Segment Start: Data for this exercise

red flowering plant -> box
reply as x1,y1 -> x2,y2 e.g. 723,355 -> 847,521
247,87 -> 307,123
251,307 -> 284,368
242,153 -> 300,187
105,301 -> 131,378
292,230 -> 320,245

Segment End: Data for this exercise

__Aim of the exercise__
Return each entry exactly. Leave none out.

__Your solution__
red flowering plant -> box
reply as x1,y1 -> x2,y2 e.g. 723,355 -> 847,521
247,87 -> 307,123
251,307 -> 284,368
242,153 -> 300,187
105,301 -> 131,378
292,230 -> 320,245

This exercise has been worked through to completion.